§ **Dataset items**
*** Block opens ***

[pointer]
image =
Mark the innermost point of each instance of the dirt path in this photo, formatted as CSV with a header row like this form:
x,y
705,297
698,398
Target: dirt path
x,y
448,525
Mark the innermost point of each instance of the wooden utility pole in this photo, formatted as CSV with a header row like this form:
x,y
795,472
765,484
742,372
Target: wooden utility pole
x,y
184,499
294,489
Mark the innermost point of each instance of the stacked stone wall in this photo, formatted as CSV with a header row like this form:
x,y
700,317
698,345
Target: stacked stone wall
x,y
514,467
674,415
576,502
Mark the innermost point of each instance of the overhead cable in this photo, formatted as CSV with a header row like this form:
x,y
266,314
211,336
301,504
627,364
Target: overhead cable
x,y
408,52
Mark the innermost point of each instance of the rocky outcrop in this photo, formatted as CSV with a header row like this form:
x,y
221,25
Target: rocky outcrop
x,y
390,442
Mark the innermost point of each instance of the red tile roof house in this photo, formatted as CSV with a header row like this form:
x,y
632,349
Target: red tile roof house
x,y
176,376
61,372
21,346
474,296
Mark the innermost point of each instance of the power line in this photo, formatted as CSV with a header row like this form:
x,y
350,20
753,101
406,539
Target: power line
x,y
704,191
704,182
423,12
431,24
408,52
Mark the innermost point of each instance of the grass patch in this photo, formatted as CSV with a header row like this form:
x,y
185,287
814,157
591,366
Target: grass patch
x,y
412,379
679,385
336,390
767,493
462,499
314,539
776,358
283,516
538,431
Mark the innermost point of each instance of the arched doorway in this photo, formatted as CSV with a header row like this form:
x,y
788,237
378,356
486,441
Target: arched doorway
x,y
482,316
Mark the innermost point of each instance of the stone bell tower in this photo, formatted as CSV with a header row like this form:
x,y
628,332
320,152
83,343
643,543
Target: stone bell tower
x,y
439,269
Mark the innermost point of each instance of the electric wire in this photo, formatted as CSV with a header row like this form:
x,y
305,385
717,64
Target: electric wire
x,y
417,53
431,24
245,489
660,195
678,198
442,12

*** Block closes ***

§ **Task statement**
Only an exact retyping of the full data will do.

§ **Reply to the task**
[pointer]
image =
Mark the innermost point of each instance of the dirt path in this photo, formatted as CSV with a header row like this form:
x,y
705,297
698,398
Target: dirt path
x,y
448,525
Mark the innermost point of each instance of the wooden utility pole in this photo, formatted as CSV with a header row like this form:
x,y
795,472
765,484
742,372
Target: wooden utility pole
x,y
184,499
294,489
Mark the innermost point of each instance of the stacked stone wall in this photo, formatted as CSV with a header row like this form:
x,y
700,317
698,345
Target: stacked stone wall
x,y
514,467
674,415
576,502
Mark the innermost point of each instance of the overhead cable in this photo, formatted as CSV with a header row like this form:
x,y
266,314
211,336
301,504
627,364
Target: overhead cable
x,y
408,52
Mark the innermost point of each instance of the rocky outcrop in this photo, formatted as CSV with a header row like this form:
x,y
221,25
Target: rocky outcrop
x,y
390,442
Mark the innermost point of each instance of the red tile roof house in this photo, formatted as CSV with a header row like this form:
x,y
632,349
Target: red tile roof house
x,y
176,376
61,372
21,346
474,296
Mark the innermost point of each instance of the power line in this photo, formatted as CSV with a header row like this form:
x,y
350,20
753,101
406,539
Target: power line
x,y
704,191
704,182
423,12
431,24
408,52
Mark the innermost point of each instance of the grass patch in this photo, formatted as CSV with a header row like this form:
x,y
185,287
814,157
591,366
Target: grass patch
x,y
412,379
679,385
336,390
767,493
462,499
314,539
776,358
283,516
538,431
Mark the innermost point of each instance of the arched doorway in this photo, formatted as CSV with a header row like this form:
x,y
788,237
378,356
486,441
Target: arched doorway
x,y
482,316
Mark the innermost point of each instance of the stone bell tower in this photo, formatted as CSV with a header row like this form:
x,y
628,332
320,152
83,343
643,543
Target: stone bell tower
x,y
439,269
Mark the innermost point of each instance of the electric wire in this photo, formatted as CSV with a header row like this form:
x,y
305,385
717,64
Target: electric wire
x,y
417,53
431,24
245,489
660,195
678,198
442,12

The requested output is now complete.